__EXTRACT TO READ__.

####

On Thatcher, I will say that her opposition to feminism does not surprise me. Women brought up in traditionalist societies have three choices: (1) conform to prescribed social roles and try to be the most feminine women they can be; (2) view themselves as exceptions to the general rules for women and act accordingly (the Thatcher approach); or (3) embrace feminism and challenge traditional social norms and views regarding the sexes. The Thatcher approach is not unusual. 9

Anonymous said...

Veronica, I respectfully disagree at the most basic level. And if we're going to get down to her understanding of terms, I think she was capable of understanding "feminism" quite well. And I'm sure she was disgusted by it because it meant defining herself as part of an aggrieved class or social unity movement that diminishes the impact of the individual. Margaret Thatcher was not plain vanilla, and wouldn't stand for being treated as such. Instead, she stood out. Always in blue.

####

__EXTRACTED MATERIAL__.

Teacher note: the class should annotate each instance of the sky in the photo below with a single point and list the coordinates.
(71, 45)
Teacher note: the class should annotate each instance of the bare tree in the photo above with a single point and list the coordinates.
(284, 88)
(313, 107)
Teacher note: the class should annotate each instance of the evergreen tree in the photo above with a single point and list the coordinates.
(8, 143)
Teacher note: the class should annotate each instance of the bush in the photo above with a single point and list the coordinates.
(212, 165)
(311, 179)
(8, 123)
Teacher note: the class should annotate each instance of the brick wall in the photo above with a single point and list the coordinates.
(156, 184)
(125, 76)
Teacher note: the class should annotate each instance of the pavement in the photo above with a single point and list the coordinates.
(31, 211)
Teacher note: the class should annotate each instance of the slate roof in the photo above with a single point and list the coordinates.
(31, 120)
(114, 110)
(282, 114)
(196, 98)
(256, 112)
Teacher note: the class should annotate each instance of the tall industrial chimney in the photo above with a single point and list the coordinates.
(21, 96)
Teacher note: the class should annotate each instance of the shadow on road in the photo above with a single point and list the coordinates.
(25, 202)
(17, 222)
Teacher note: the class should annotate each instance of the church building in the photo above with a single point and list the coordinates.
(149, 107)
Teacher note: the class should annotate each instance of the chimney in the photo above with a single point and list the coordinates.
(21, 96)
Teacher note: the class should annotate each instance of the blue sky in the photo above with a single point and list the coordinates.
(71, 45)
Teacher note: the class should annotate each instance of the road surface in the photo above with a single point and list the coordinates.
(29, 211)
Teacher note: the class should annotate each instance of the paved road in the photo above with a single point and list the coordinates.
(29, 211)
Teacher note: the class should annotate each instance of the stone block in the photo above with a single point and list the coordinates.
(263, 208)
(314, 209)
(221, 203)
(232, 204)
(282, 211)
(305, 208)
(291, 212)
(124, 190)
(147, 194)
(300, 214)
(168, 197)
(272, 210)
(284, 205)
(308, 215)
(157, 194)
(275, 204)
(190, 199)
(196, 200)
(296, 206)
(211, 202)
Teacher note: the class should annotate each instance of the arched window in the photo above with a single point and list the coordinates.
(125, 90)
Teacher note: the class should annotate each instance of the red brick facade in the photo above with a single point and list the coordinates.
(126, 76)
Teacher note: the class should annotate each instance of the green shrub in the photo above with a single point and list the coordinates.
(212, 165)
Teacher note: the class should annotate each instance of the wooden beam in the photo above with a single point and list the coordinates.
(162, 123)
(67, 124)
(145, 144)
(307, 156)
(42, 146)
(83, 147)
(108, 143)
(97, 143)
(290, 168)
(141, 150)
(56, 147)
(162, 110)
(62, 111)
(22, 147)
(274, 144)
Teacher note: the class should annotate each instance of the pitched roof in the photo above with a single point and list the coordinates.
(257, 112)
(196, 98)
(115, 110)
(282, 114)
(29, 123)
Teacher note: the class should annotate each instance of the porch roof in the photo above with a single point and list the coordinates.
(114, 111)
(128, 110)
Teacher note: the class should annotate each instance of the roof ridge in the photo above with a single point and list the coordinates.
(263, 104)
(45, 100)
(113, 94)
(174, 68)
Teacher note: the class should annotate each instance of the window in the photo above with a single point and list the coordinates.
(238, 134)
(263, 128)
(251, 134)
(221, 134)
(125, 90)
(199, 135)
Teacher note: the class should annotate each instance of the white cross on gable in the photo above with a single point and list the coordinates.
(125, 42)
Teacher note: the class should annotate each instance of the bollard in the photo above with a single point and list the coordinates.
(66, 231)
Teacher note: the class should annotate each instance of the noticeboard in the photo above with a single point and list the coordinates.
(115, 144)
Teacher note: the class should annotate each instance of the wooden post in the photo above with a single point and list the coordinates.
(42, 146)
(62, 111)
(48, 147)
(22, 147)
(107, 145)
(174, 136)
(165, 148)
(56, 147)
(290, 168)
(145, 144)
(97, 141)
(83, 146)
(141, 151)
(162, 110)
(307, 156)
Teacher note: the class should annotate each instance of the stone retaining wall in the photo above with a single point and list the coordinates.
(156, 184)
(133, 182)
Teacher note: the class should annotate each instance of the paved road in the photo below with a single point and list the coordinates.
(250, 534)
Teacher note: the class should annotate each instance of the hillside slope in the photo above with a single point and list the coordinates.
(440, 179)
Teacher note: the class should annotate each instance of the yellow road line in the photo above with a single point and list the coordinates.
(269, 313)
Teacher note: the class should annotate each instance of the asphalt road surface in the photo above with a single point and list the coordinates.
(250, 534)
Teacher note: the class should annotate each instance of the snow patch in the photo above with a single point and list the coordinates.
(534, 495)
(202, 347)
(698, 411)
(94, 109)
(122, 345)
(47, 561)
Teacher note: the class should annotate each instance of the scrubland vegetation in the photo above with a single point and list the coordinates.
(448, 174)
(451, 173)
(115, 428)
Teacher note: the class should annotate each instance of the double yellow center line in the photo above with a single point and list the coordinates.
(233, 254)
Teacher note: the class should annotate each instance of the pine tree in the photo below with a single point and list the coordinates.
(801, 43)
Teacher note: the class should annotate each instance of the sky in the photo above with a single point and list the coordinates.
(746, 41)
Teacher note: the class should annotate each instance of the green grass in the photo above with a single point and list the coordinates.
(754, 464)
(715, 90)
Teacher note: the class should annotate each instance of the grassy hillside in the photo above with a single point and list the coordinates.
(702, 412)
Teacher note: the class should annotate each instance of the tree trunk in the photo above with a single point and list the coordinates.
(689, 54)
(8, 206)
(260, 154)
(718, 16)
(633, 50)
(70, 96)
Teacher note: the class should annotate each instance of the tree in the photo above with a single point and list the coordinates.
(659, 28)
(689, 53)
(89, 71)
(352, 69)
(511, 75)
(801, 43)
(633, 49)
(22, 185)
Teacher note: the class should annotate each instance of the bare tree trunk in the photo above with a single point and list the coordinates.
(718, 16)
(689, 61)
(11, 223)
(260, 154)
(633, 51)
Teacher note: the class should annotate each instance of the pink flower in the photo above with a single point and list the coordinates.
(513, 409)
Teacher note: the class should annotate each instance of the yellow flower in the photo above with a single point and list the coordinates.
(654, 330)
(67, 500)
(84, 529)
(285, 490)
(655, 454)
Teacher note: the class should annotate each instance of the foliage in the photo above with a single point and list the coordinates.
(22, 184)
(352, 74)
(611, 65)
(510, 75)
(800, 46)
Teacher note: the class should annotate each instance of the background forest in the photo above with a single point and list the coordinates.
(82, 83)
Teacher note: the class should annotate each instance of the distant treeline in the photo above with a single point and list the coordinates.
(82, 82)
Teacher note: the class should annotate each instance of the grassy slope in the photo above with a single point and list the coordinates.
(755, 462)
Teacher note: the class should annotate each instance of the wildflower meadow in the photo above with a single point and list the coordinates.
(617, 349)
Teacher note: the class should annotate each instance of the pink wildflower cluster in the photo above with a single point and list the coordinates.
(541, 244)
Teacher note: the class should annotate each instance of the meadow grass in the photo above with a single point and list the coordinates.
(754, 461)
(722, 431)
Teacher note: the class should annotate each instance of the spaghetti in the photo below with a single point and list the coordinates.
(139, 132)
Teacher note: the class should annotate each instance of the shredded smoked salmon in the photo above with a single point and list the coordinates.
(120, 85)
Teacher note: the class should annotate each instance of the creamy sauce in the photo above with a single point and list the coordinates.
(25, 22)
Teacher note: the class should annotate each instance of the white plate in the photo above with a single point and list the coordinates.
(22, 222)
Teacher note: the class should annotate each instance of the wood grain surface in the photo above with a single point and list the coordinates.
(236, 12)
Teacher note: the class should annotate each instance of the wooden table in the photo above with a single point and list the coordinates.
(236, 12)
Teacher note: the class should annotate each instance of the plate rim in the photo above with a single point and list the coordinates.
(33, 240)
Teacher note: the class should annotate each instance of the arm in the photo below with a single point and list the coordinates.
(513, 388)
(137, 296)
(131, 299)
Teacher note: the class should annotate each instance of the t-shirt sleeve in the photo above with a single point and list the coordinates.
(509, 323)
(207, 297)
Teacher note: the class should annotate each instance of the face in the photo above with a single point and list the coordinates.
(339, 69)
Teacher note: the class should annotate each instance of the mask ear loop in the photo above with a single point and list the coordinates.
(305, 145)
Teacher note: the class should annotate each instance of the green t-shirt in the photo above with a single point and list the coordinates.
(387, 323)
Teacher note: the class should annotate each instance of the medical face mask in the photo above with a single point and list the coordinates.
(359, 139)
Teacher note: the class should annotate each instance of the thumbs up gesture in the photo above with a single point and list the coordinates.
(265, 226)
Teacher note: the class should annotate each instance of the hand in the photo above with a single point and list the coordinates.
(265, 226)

####

__JOBS__.
1 - Sum up the comments on Thatcher and feminism in two sentences.
2 - Count the lines in the rows that contain the word "below". Give only the number.

__SOLUTIONS IN ORDER__.
1 - One commenter finds Thatcher's opposition to feminism unsurprising, saying that women raised in traditional societies can conform to set roles, see themselves as exceptions to the rules for women as Thatcher did, or embrace feminism, and that Thatcher's approach is not unusual. An anonymous reply disagrees, saying Thatcher understood feminism well and was surely disgusted by it because it meant seeing herself as part of an aggrieved group that lessens the impact of the individual.

2 - 5